## Extract
------------------------------------------------------------

And teachers do not earn $1 million more than an average worker. I received an email from Jacqui, a year 11 student at Jesmond High in my region. She said: 'For a long time now, all I have wanted to do is study primary school teaching at Newcastle uni. I was disappointed and angry to discover that instead of my degree costing $19,000 over four years it will now cost around double that. I have worked out that, on a teacher's salary of $59,000 per year, it will take nearly 14 years to pay back my HECS debt. With interest, I would have paid a total of around $90,000. This figure will be higher if it takes me longer to get a job or I spend time out of the workforce for family reasons.'

That is the truth behind this inequitable policy. This is the truth when you look at students who go to the University of Newcastle, the best uni in Australia under 50 years of age, where 27 per cent of students come from a low-SES background. They are not the chardonnay socialists the member for Mitchell railed against; they are kids from low- and middle-income families who will be turned off by these huge fee hikes and by the deregulation of uni fees. This will place a real barrier against their entry to university. This is a great betrayal of the Australian people.

------------------------------------------------------------

## Data

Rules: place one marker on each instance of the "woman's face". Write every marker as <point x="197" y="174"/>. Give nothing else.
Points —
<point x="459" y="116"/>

------------------------------------------------------------

## Aim
Please extend the speech on university fee hikes from its final sentence, keeping the same voice and line of argument. The listing is separate material, apart from the speech on university fee hikes.

## Result
When I look at MPI debates, I like to see what those opposite said before the election. I go to that great document Our Plan: Real Solutions for All Australians, which the Prime Minister hid behind. It was his shield whenever a journalist had the temerity to ask him a question about anything before the election. 'Just look at my pamphlet. The pamphlet has got everything I stand by—and it is in writing, so you can trust what I'm saying'—it is in writing, so it must be true! If we go to page 41, we can read a firm commitment from the Prime Minister, a paragon of virtue and honesty: 'We will ensure the continuation of the current arrangements in university funding.' That is pretty direct; there are no ifs or buts. The truth is that this is an important debate because those on the other side stand for the betrayal of low- and middle-income families and their chances of getting a decent education, getting a degree in nursing or teaching, contributing to our society, advancing their family and maybe being the first in their family to go to university. That door is being shut by the heartless mob over there who are just pursuing a nasty ideological agenda. (Time expired)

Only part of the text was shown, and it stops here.